When a line of the material has the word "bracelet" in it, copy that line.

* DATA SECTION
Content starts
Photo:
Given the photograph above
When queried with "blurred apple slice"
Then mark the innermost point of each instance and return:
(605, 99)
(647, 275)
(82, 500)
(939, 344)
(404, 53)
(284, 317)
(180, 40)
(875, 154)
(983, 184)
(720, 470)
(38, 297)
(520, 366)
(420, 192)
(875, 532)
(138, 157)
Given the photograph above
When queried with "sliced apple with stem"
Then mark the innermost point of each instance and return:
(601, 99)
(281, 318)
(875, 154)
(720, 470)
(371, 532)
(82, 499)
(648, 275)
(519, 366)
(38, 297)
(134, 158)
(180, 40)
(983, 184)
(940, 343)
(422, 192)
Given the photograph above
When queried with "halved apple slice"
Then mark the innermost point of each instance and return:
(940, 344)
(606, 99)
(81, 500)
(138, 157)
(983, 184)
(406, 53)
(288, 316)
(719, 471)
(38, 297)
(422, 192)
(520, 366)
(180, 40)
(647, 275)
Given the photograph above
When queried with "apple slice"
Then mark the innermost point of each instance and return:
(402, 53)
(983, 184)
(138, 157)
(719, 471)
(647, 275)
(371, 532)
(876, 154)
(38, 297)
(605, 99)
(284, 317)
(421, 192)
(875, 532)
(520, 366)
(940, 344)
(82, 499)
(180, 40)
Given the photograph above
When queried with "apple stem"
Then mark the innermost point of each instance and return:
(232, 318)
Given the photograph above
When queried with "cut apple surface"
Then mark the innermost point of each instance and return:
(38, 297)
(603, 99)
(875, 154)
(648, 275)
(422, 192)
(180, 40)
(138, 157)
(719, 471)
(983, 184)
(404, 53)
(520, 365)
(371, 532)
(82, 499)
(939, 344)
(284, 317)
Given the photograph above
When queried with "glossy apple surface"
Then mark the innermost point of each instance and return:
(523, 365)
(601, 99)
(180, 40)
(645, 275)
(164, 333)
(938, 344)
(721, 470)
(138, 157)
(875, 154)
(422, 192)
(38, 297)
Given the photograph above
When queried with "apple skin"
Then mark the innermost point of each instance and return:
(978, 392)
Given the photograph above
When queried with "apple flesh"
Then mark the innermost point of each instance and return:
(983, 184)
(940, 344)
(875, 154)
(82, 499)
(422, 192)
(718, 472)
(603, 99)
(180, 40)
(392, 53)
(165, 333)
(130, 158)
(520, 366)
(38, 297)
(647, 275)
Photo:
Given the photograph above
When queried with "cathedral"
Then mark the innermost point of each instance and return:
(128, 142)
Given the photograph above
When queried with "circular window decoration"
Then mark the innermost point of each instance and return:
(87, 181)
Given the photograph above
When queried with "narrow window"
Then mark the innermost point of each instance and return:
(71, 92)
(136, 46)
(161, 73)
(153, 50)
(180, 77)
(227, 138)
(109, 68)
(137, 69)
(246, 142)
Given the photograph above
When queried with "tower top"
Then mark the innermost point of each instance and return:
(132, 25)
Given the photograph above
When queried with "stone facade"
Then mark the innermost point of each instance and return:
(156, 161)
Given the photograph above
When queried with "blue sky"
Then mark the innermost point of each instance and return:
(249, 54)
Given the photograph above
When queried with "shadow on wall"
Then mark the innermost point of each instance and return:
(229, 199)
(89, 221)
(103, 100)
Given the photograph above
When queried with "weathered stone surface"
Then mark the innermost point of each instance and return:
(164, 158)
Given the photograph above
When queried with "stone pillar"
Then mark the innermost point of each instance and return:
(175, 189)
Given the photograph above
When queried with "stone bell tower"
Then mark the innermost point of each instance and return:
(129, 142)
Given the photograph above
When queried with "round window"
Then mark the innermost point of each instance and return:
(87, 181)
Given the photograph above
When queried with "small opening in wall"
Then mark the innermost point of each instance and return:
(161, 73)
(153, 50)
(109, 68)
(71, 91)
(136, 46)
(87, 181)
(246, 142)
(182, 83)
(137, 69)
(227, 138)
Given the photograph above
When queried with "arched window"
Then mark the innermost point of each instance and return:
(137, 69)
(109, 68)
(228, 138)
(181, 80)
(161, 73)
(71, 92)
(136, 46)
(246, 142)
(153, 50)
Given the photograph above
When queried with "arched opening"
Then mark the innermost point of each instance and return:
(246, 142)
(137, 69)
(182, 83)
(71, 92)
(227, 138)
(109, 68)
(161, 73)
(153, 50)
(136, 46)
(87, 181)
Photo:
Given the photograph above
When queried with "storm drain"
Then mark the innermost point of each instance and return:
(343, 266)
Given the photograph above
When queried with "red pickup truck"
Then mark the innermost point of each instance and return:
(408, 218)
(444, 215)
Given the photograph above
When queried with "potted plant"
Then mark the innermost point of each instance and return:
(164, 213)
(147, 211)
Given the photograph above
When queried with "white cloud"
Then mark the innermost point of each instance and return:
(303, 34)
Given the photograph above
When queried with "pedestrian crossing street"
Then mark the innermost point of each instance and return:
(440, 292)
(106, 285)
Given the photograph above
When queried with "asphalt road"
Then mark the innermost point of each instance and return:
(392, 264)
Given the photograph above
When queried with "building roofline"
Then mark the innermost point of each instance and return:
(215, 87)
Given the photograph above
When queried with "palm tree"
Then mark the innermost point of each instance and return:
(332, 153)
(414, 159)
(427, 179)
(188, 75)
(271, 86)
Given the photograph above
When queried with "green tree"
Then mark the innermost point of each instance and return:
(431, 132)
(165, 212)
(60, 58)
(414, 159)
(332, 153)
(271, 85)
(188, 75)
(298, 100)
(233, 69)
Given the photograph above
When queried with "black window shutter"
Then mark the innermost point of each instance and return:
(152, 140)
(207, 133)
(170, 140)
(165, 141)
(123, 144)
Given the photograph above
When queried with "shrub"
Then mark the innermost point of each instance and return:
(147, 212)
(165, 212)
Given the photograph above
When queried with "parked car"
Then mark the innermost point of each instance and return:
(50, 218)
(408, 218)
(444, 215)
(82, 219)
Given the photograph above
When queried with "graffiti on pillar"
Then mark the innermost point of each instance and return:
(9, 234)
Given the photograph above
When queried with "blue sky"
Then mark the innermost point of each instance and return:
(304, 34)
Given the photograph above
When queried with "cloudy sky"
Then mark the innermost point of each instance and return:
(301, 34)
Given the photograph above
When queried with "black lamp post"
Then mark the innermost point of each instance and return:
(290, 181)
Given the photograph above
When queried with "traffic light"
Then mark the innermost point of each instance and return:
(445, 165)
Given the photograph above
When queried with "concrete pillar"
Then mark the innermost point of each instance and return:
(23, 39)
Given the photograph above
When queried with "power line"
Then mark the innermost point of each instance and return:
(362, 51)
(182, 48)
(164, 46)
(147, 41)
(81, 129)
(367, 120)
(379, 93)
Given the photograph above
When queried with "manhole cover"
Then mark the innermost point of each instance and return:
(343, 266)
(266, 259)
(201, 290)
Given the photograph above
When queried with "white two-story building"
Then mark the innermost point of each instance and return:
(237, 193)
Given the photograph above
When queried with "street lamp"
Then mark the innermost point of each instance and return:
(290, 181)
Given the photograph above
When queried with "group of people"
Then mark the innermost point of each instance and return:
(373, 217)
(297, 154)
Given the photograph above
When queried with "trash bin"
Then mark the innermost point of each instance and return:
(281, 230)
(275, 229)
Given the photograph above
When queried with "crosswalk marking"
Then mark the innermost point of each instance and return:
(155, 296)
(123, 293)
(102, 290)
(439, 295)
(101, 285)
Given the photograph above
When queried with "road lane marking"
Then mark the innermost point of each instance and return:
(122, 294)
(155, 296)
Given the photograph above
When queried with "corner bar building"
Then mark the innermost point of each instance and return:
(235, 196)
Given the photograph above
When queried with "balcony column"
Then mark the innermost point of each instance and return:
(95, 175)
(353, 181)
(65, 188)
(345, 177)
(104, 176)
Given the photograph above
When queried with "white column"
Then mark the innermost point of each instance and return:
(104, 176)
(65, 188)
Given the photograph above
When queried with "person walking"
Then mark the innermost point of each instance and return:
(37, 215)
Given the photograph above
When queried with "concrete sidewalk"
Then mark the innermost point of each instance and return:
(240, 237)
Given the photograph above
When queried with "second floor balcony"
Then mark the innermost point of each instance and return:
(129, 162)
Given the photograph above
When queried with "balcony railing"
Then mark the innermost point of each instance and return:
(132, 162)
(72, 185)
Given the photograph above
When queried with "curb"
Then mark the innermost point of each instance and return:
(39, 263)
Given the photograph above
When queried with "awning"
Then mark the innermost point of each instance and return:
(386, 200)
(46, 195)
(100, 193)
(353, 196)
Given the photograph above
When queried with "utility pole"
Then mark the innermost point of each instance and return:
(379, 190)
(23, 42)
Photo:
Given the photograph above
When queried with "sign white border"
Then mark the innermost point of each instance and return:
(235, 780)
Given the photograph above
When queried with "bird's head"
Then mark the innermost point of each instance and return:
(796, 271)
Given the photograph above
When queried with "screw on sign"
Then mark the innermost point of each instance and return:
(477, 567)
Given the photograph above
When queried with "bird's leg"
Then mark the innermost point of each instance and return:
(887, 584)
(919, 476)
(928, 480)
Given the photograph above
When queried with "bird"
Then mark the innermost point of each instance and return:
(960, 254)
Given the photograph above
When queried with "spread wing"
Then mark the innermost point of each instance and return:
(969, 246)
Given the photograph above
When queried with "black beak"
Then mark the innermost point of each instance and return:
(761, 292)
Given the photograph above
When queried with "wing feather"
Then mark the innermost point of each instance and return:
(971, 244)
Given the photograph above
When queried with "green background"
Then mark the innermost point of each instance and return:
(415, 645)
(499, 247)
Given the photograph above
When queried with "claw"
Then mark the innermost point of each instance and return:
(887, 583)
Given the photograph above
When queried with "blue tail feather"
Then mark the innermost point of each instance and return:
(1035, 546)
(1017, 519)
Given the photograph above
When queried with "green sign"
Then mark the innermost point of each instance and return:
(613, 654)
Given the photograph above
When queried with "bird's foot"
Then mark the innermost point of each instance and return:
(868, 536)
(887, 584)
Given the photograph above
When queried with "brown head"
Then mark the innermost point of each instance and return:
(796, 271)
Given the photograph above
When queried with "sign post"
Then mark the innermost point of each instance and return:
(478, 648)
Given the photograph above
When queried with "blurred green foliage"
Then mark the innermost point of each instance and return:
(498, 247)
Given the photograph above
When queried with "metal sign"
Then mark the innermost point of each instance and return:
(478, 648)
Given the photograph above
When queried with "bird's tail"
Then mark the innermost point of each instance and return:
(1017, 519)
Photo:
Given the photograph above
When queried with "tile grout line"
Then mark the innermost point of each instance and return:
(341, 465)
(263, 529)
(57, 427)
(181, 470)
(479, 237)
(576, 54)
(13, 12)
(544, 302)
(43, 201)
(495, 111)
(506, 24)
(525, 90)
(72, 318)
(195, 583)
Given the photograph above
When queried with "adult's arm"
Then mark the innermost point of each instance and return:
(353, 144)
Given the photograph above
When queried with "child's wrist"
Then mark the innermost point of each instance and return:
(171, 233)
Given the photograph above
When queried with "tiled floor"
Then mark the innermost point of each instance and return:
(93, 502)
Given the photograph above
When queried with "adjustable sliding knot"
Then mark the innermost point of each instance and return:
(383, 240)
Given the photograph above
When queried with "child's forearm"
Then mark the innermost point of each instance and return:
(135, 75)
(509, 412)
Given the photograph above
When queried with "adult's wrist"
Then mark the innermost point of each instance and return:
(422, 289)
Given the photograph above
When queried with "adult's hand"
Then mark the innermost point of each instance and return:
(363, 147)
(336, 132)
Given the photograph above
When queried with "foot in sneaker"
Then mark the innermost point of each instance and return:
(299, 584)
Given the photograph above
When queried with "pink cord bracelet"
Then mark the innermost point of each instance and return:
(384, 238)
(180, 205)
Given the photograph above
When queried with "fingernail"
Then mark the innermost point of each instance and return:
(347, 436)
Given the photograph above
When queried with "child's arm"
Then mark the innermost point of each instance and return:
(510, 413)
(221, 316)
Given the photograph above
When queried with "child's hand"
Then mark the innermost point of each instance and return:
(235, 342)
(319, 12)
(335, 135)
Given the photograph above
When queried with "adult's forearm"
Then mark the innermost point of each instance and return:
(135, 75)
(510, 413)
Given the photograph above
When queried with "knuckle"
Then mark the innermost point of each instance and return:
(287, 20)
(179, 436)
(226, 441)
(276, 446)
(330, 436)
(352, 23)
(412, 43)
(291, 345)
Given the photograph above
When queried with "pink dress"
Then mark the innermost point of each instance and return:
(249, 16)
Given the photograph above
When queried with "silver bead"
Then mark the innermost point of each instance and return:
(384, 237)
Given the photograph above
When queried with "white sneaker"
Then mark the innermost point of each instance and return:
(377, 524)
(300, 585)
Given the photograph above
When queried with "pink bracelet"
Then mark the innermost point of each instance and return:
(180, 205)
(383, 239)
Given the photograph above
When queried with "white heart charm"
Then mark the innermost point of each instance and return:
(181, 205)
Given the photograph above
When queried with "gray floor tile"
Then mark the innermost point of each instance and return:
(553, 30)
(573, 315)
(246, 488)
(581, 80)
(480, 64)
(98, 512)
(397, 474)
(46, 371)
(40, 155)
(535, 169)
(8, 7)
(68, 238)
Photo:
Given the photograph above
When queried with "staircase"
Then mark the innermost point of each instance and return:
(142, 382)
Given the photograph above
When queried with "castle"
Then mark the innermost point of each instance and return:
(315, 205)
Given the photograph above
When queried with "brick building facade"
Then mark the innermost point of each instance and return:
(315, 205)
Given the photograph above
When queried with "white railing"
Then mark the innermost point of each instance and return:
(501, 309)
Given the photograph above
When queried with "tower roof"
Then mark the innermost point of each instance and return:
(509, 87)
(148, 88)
Content ends
* EXPECTED ANSWER
When queried with "pink cord bracelet"
When queried with "pink bracelet"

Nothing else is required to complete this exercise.